§ **DIRECTIONS FOR THIS TASK**
Repeat the listing below in full, keeping every character as it is.

§ **THE DATA**

######

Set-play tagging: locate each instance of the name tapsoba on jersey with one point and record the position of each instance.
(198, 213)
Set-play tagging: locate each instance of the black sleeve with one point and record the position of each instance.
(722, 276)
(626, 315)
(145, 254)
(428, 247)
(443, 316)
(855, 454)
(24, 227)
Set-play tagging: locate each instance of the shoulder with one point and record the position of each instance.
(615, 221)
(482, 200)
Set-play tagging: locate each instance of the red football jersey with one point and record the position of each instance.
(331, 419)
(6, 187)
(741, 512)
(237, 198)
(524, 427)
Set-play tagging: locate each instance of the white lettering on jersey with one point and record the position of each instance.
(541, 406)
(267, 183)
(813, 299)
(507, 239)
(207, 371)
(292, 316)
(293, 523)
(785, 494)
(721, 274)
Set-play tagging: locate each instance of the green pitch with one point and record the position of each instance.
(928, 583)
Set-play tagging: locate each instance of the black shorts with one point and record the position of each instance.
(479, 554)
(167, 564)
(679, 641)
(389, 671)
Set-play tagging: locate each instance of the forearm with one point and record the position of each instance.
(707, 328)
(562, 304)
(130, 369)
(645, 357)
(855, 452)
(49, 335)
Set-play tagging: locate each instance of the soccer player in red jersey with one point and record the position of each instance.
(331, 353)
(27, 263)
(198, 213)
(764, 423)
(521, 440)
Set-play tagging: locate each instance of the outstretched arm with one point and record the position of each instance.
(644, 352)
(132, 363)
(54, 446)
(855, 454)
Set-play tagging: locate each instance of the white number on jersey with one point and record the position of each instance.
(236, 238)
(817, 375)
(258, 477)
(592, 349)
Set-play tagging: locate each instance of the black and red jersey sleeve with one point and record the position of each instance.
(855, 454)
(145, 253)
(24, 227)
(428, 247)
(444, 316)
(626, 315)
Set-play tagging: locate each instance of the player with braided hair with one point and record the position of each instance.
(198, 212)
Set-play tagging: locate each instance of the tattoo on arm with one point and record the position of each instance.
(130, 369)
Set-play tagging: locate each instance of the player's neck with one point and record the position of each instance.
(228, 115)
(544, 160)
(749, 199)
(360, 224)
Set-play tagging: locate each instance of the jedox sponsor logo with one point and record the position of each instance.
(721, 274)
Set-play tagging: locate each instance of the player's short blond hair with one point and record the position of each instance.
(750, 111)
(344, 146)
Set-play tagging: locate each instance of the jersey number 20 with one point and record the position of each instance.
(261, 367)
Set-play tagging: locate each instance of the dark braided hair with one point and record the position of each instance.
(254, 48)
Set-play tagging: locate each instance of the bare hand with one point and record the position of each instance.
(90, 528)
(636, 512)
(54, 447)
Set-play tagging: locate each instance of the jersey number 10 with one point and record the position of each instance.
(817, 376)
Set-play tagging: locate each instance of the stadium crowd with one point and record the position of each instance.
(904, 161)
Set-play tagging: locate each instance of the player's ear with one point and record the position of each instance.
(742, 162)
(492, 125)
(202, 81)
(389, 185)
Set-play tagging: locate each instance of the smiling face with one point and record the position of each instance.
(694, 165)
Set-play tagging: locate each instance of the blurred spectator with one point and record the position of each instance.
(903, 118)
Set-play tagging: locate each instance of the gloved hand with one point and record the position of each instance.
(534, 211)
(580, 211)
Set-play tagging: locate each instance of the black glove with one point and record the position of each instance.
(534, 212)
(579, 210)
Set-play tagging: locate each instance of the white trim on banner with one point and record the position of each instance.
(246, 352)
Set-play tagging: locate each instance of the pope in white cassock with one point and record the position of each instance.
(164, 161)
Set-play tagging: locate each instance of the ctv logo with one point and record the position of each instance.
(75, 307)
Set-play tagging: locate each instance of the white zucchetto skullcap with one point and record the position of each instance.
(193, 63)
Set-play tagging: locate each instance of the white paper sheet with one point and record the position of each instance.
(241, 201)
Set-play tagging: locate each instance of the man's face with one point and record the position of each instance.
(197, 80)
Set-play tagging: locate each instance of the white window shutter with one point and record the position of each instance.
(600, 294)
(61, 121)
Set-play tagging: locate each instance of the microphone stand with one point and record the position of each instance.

######

§ **FINAL ANSWER**
Set-play tagging: locate each instance of the name tapsoba on jersey with one point and record the position of each instance.
(198, 213)
Set-play tagging: locate each instance of the black sleeve with one point and record the position of each instance.
(722, 276)
(626, 315)
(145, 254)
(428, 247)
(443, 316)
(855, 454)
(24, 227)
Set-play tagging: locate each instance of the shoulder with one point and record the position of each instance.
(615, 221)
(482, 200)
Set-play tagging: locate each instance of the red football jersey with one point and record the position of each instance.
(331, 419)
(6, 187)
(741, 512)
(237, 198)
(524, 427)
Set-play tagging: locate each instance of the white lettering on jersey with one point and record the position of each instance.
(541, 406)
(267, 183)
(813, 299)
(507, 239)
(207, 371)
(292, 316)
(293, 523)
(785, 494)
(721, 274)
Set-play tagging: locate each instance of the green pitch with one point and record the position of each instance.
(928, 583)
Set-play tagging: locate each instance of the black shorts with one point and record the position of each instance.
(479, 554)
(167, 564)
(679, 641)
(389, 671)
Set-play tagging: locate each instance of the forearm with one point and record the position of each instance.
(707, 328)
(562, 304)
(130, 369)
(645, 357)
(855, 452)
(49, 335)
Set-play tagging: locate each instance of the soccer player in red jersey with one point and record the position of each instance.
(331, 353)
(27, 263)
(198, 213)
(764, 423)
(521, 440)
Set-play tagging: locate each instance of the outstretched arm with one point and record the position of each instance.
(644, 352)
(132, 363)
(54, 446)
(855, 454)
Set-play tagging: locate each instance of the white number on jersey with one point and record the position of each instance.
(236, 238)
(817, 375)
(258, 477)
(592, 349)
Set-play tagging: locate each instance of the black and red jersey sleeve with one point and record the position of each instance.
(855, 454)
(145, 253)
(24, 227)
(428, 247)
(444, 316)
(626, 315)
Set-play tagging: locate each instance of the player with braided hair with one point and record the position of each instance.
(198, 212)
Set-play tagging: locate each instance of the tattoo on arm with one point and record the position of each instance.
(130, 369)
Set-play tagging: locate each instance of the player's neck with one point and record the position of each instance.
(228, 115)
(544, 160)
(749, 199)
(360, 224)
Set-play tagging: locate each instance of the jedox sponsor logo with one point and record the position of each instance.
(721, 274)
Set-play tagging: locate each instance of the player's short blond hair with one point and record the position of each instance.
(750, 111)
(344, 146)
Set-play tagging: locate each instance of the jersey number 20 with one point and record the position of each instance.
(261, 367)
Set-play tagging: locate each instance of the dark braided hair with one point and record the position of each instance.
(254, 48)
Set-play tagging: locate each instance of the bare hand with one point and record the position of each instance.
(90, 528)
(636, 512)
(54, 447)
Set-play tagging: locate each instance of the jersey number 10 with one point and record the position of each instance.
(817, 376)
Set-play tagging: locate each instance of the stadium crowd with one point and record the position of each instance.
(904, 161)
Set-play tagging: locate each instance of the player's ear with one point and record the position of each instance.
(742, 162)
(492, 125)
(202, 81)
(389, 185)
Set-play tagging: locate each instance of the smiling face with one point and record the position of each instance.
(694, 165)
Set-play tagging: locate each instance of the blurred spectator with one point and record the position of each instance.
(903, 118)
Set-play tagging: locate each instance of the gloved hand with one point and record the position of each instance.
(534, 211)
(580, 211)
Set-play tagging: locate each instance of the black glove with one point and record the position of each instance.
(534, 212)
(579, 210)
Set-play tagging: locate each instance of the white trim on banner with one point and record the position of each instance.
(246, 352)
Set-play tagging: locate each instance of the pope in white cassock with one point and record the position of each instance.
(164, 161)
Set-play tagging: locate each instance of the ctv logo with one point and record the position of each instance.
(75, 307)
Set-play tagging: locate each instance of the white zucchetto skullcap with one point and record the position of each instance.
(193, 63)
Set-play tagging: locate each instance of the white paper sheet with one point and record the position of each instance.
(241, 201)
Set-play tagging: locate each instance of the man's face with one point and record the position of each instance.
(197, 80)
Set-play tagging: locate each instance of the white window shutter with one point and record the position of each instance.
(600, 294)
(61, 121)
Set-play tagging: locate each instance of the microphone stand with one point and record the position of each instance.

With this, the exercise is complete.